Complete the following >>
a - Set down the passage of the article on Conversation Intelligence in sales between "Disclaimer:  I consider" and "in the space.", inclusive.
b - Answer these questions from the article on Conversation Intelligence in sales:
(i) In what year did the writer first start using Conversation Intelligence?
(ii) About how many years long is the writer's sales career?
(iii) Which sport does the article name as one where players sit on the bench between shifts and look back at key plays?
c - Write the next part of the article on Conversation Intelligence in sales, picking up right after its last sentence.

━━━━━ Document segment

Conversation & Revenue Intelligence: Sales vs Client Services

Hi, I’m Nathan and I’m a sales guy.

Having spent my entire c. 20 year career in sales, I have seen a lot of change: techniques, frameworks, technology changes.  But, there are very few things that have made a truly disruptive and outsized impact on my career.  But, I can honestly say that using Conversation Intelligence is one of those things – arguably, the most impactful thing.

I first started using Conversation Intelligence (CI) in 2019 when my team started using Gong.  I have since used it as an individual contributor at multiple companies as well as a frontline sales manager.  I also spent a period as an Enterprise Account Executive at Gong where I got firsthand experience on how one of the leading companies in the CI space both thought about and used their own platform directly.

Disclaimer:  I consider myself a big Gong fan simply because it is all I have used – and frankly, I’ve never felt a need to try alternatives.  I recognize that there are multiple, respected players in the space.

What is Conversation Intelligence 

Conversation Intelligence tools have nuances that make them different but fundamentally they all do the following:

  1. Record sales meetings and phone calls 
  2. Transcribe those recordings and recognize different speakers
  3. Analyze the conversations in multiple ways:  speaker dynamics (time spent talking, pauses etc); identify topics and themes discussed
  4. Provide executive summaries of the conversations and allow playback for users to listen back to or watch the meetings
  5. Surface key moments such as action items, objections, etc through alerts and the UI
  6. Provide reporting at an aggregate level – for example, which rep talks the most, who talks the most about certain topics, how often do specific topics or phrases come up in conversation
  7. Provide a searchable repository of calls
  8. Analyze and integrate other seller-client interactions across a deal cycle – for example, emails

Why Conversation Intelligence in Sales is big business for Tech companies

As I said at the outset, I consider using Conversation Intelligence to be the biggest influence on my career – more valuable than most of the sales training I have gone through, more valuable than many of the sales managers I have worked for, more important than all of the other tools I have ever used.  If I could only pick one tool that I could use in a sales job (beyond a CRM), it would be a good CI platform.

Conversation Intelligence has had an outsized impact on my approach and experience of selling in numerous ways:

  • Coaching:  let’s face it – having your sales manager sit in and participate in your meetings is not always ideal.  But, especially for younger and newer sellers, it is critical to get feedback.  Having been both a seller and a sales manager myself, I have firsthand seen (and been guilty of being) the sales manager who interjects or takes over a conversation.  One of the main ways that sellers improve their knowledge and skills is by doing – and yes, you have to occasionally mess up, to be asked tough questions and be forced to say “I’m afraid I don’t know”. 
  • Self-guided improvement/reflection:  one of the best ways to improve is to see yourself and your performance in the cold light of day.  This is why we now see tablets and video devices routinely used on the sidelines of sports games.  Even in fast paced games like ice hockey, players will sit on the bench between shifts and look back at key plays.  The concept of watching game film footage to both learn and get an upper hand against an opponent, as well as using data, is hardly new in professional athletics and sports.  Sales – as a performance and largely skill based profession – is no different.

━━━━━━━━━━
━━━━━ Provided records

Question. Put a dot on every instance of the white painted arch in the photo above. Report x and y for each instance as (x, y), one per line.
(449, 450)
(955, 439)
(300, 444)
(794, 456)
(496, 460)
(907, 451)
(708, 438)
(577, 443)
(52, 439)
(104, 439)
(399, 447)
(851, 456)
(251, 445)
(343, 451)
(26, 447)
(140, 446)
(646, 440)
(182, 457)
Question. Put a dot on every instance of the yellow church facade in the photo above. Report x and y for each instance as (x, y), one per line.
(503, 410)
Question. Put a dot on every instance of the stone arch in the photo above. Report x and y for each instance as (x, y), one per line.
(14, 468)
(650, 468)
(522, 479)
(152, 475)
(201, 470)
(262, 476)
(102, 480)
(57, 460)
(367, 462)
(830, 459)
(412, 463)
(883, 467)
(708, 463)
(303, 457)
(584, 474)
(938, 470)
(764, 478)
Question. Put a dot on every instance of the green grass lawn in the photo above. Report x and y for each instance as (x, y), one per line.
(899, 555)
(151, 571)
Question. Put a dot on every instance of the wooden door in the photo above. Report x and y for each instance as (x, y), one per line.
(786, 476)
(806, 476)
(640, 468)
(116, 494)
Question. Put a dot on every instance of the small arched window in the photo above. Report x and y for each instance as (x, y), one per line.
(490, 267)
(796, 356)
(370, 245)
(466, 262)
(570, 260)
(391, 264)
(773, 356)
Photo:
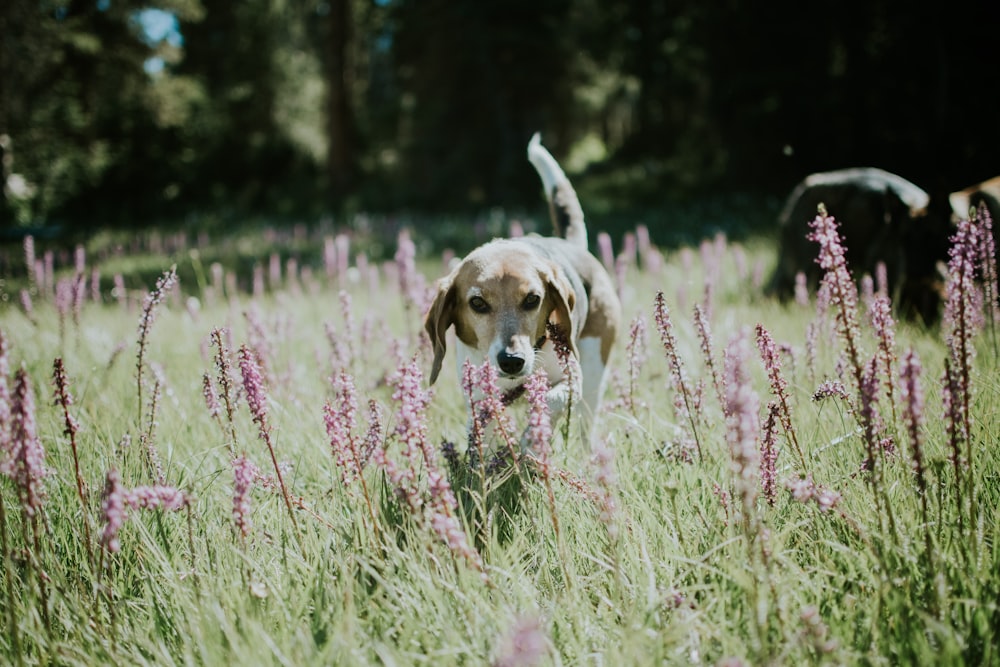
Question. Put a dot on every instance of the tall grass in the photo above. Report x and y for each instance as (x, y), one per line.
(815, 503)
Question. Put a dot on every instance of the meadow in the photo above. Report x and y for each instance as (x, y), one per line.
(251, 469)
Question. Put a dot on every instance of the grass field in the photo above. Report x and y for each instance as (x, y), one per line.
(195, 474)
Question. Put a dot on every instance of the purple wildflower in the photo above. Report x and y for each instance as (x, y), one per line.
(253, 384)
(840, 289)
(112, 511)
(885, 330)
(29, 258)
(801, 289)
(163, 287)
(340, 421)
(64, 399)
(961, 320)
(245, 474)
(871, 422)
(684, 403)
(27, 462)
(769, 454)
(606, 479)
(831, 389)
(211, 396)
(772, 365)
(257, 401)
(635, 351)
(742, 426)
(539, 431)
(28, 305)
(805, 490)
(704, 330)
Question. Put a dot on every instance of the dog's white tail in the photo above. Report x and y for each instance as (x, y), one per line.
(564, 206)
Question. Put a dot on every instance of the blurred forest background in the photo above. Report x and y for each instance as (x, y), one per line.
(136, 113)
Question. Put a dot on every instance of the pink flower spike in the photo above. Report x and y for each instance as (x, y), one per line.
(112, 511)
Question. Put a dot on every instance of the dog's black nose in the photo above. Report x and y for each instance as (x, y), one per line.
(510, 363)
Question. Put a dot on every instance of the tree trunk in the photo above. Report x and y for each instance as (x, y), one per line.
(340, 152)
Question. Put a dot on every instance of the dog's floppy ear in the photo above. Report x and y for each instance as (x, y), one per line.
(440, 316)
(560, 291)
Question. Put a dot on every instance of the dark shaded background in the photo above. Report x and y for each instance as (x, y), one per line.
(302, 108)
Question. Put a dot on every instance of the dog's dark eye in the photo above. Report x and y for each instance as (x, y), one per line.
(478, 304)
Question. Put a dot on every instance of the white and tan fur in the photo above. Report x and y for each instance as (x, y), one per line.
(503, 294)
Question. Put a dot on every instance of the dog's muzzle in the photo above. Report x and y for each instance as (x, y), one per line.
(510, 364)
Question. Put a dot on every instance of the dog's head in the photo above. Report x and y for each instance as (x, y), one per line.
(500, 299)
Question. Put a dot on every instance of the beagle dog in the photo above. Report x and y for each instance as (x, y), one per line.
(503, 295)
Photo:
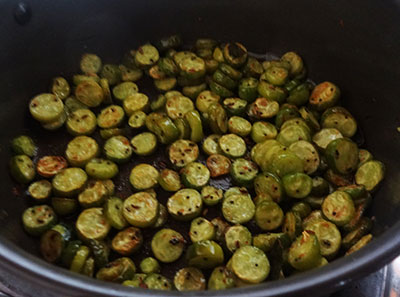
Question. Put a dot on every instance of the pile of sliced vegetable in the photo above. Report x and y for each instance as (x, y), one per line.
(298, 185)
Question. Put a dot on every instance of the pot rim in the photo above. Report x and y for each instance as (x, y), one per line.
(320, 281)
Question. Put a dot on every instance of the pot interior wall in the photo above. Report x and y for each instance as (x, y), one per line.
(354, 44)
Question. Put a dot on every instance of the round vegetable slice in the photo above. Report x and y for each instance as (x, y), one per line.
(243, 172)
(250, 264)
(307, 152)
(328, 235)
(22, 169)
(324, 95)
(232, 145)
(201, 229)
(89, 93)
(127, 241)
(135, 102)
(38, 219)
(236, 237)
(185, 204)
(141, 209)
(221, 278)
(81, 122)
(81, 150)
(338, 208)
(149, 265)
(143, 176)
(189, 279)
(118, 149)
(117, 271)
(169, 180)
(297, 185)
(342, 155)
(167, 245)
(195, 175)
(113, 210)
(110, 117)
(210, 144)
(238, 208)
(268, 215)
(40, 190)
(46, 108)
(304, 253)
(183, 152)
(92, 224)
(101, 168)
(69, 182)
(144, 144)
(205, 254)
(370, 174)
(211, 195)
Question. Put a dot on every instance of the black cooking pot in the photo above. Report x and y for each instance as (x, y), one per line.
(355, 44)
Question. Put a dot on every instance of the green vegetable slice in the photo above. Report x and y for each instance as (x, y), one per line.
(167, 245)
(250, 264)
(141, 209)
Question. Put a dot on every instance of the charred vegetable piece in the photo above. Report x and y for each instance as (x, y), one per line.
(23, 145)
(250, 264)
(185, 204)
(205, 254)
(117, 271)
(218, 165)
(189, 279)
(338, 208)
(201, 229)
(370, 174)
(238, 208)
(167, 245)
(38, 219)
(127, 241)
(324, 95)
(141, 209)
(304, 253)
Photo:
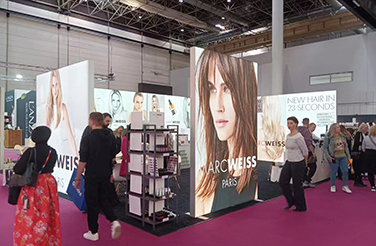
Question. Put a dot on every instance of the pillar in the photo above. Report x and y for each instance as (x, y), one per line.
(277, 47)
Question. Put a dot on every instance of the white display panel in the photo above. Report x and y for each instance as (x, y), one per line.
(120, 104)
(223, 131)
(64, 101)
(273, 111)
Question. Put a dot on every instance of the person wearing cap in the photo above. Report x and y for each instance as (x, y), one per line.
(37, 219)
(97, 151)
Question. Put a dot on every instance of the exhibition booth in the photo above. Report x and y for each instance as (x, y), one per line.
(222, 147)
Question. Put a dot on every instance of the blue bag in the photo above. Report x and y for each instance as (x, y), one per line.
(77, 195)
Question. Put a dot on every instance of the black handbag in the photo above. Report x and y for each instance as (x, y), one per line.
(14, 193)
(355, 155)
(30, 176)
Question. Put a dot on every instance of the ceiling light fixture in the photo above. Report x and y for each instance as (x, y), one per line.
(220, 26)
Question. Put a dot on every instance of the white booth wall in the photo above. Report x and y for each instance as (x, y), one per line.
(354, 53)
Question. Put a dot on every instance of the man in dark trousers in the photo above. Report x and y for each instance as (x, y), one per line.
(97, 152)
(311, 168)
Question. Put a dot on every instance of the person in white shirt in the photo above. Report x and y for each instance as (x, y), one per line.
(369, 148)
(295, 166)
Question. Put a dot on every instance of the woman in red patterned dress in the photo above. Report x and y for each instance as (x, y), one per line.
(37, 223)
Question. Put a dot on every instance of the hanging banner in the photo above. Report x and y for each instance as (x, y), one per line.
(64, 101)
(223, 130)
(26, 113)
(272, 113)
(120, 105)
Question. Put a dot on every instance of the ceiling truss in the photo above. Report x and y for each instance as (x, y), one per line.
(222, 21)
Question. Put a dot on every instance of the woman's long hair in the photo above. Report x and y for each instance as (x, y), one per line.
(345, 132)
(271, 126)
(134, 98)
(59, 100)
(239, 77)
(332, 130)
(121, 108)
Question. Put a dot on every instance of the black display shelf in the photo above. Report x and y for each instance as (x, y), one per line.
(151, 197)
(164, 153)
(152, 130)
(167, 176)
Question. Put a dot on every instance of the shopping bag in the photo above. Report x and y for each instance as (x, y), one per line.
(77, 195)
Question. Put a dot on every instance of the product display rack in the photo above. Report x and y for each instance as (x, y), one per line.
(150, 132)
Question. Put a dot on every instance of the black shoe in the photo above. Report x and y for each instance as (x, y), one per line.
(288, 207)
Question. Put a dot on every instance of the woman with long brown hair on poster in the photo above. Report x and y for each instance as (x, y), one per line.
(271, 136)
(138, 104)
(227, 91)
(57, 118)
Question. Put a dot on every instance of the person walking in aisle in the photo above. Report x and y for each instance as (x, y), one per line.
(106, 122)
(39, 224)
(369, 148)
(358, 155)
(97, 153)
(337, 154)
(297, 155)
(312, 159)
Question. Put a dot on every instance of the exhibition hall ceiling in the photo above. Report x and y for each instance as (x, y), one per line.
(188, 22)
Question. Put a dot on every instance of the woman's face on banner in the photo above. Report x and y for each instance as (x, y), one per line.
(291, 125)
(138, 103)
(115, 101)
(155, 102)
(221, 106)
(55, 87)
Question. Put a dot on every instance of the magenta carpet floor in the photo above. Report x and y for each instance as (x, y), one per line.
(332, 219)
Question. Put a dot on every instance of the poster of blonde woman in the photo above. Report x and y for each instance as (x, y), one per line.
(272, 112)
(271, 131)
(64, 100)
(225, 131)
(117, 103)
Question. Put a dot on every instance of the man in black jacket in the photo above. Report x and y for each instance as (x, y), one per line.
(97, 152)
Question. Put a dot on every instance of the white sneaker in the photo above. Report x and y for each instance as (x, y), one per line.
(346, 189)
(115, 229)
(90, 236)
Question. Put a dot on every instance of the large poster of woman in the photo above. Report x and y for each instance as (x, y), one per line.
(225, 146)
(64, 100)
(117, 103)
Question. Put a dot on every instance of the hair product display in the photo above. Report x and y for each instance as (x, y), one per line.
(172, 107)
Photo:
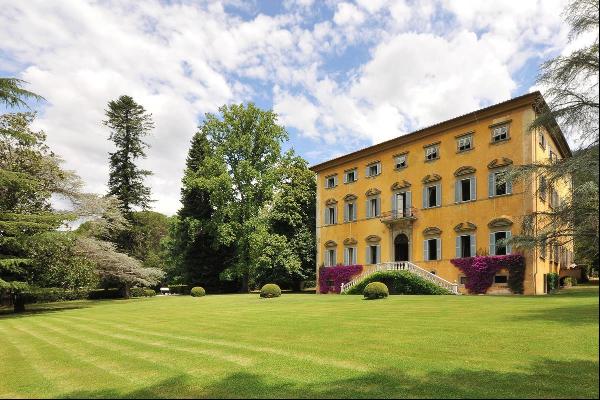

━━━━━━━━━━

Task answers >>
a -
Disclaimer:  I consider myself a big Gong fan simply because it is all I have used – and frankly, I’ve never felt a need to try alternatives.  I recognize that there are multiple, respected players in the space.

b -
(i) 2019
(ii) About 20 years
(iii) Ice hockey

c -
  • Focus on calls: I honestly don’t remember the last time I manually relied on notes in a meeting.  Knowing that I will be able to listen back to the call enables me as a seller to truly focus on the conversation.  Rather than needing to note down everything that the prospect/customer says so that I can later type it up in CRM, I am able to focus on listening and being in the moment with the customer, safe in the knowledge that everything I need to remember or share later will be captured for me.
  • Knowledge sharing: in my sales career I have noticed a pattern – the best performing sellers operate in something of a vacuum.  They are often so “heads down” focused on the job that they don’t have the time or the inclination to share with others the secrets of their success.  The traditional “lone wolf” type seller is someone who also wants to protect their own success to the point where they will guard their ‘tricks of the trade’.  This poses a challenge for sales managers – how can they get their sellers to mirror the best in class tendencies and habits, without creating a pressure or frustration on their top sellers.  CI tools are a great way to do this.  Furthermore, sales is a team sport – marketing, product, engineering, support teams etc.  All cross-functional groups benefit at some time or another in hearing what the prospects and customers are saying.  Think about how it can help a product team’s new feature roadmap, or a marketing team’s messaging strategy, if they can hear directly what frontline prospects are saying.
  • A perspective into the truth:  let’s face it.  Sales reps are fickle.  To be more precise, human beings are fickle.  Two people might hear a prospect talking and have completely interpretations of meaning.  The classic concept of “happy ears” is discussed a lot by sales manager (where sellers only hear the positive things that they’re hoping for and not the cold, stark reality of deal risks and objections).  Conversation Intelligence helps by enabling teams to reflect back on a call (“What was the client really saying at this point?”) and to reflect after the fact on a conversation.  Without a recording of the meeting – and some helpful data – trying to dissect a conversation after the fact is a bit like trying to solve a mystery with no clues.  Our memories are highly fallible and unreliable.  The problem is exacerbated when these questionable memories and interpretations are what is driving the data being entered into CRM.  This can lead to a situation where questionable opinions about deal strength, next steps, stakeholders, decision-making process etc are being used for forecasting and strategic decision-making as if it is gospel truth.   CI gives us firsthand evidence and useful data to guide us on what is actually happening and an omnipotent pair of eyes and ears to help catch what we didn’t miss – or didn’t want to hear.  
  • MEDDIC & BANT – CI helps you tightly measure and track your use of tried and trusted sales methodologies like MEDDIC and BANT which help manage deal flow and conversion rates.

The challenges with Client Relationship teams adopting Conversation Intelligence.

It’s common for CI providers to want to get more seats (i.e. revenue) from a customer and an obvious choice is to attempt to get the post-sale Customer Success/Client Service team to adopt the solution as well. But there’s a challenge…

Optimising a sales process & team is fundamentally different to optimising a client journey.

The main challenges I have seen in both trying to adopt and sell Conversation Intelligence to CS teams is that Conversation Intelligence tools are designed for sales teams and so the functionality and product design does not take into account the needs and different dynamics of CS teams.

As a very obvious example, Gong and tools like it have a large focus on tracking Deals and Opportunities.  This is critical for sales teams – it helps them identify risk in their pipeline, understand activity against a specific revenue opportunity, and reduces the need to manually log everything in CRM (which we all know sellers hate doing).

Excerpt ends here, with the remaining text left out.